— Task prompt —
Copy every line of the records below without changing a single character.
--- START Data supplied ---
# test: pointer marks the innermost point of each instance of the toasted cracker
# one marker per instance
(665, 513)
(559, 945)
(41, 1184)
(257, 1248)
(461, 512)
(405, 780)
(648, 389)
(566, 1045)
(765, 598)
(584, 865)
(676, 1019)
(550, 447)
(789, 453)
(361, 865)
--- END Data supplied ---
— Task response —
# test: pointer marks the innermost point of each instance of the toasted cracker
# one marker per instance
(665, 513)
(559, 945)
(41, 1184)
(257, 1248)
(461, 512)
(405, 780)
(648, 389)
(566, 1045)
(765, 598)
(584, 865)
(676, 1019)
(550, 447)
(789, 453)
(361, 865)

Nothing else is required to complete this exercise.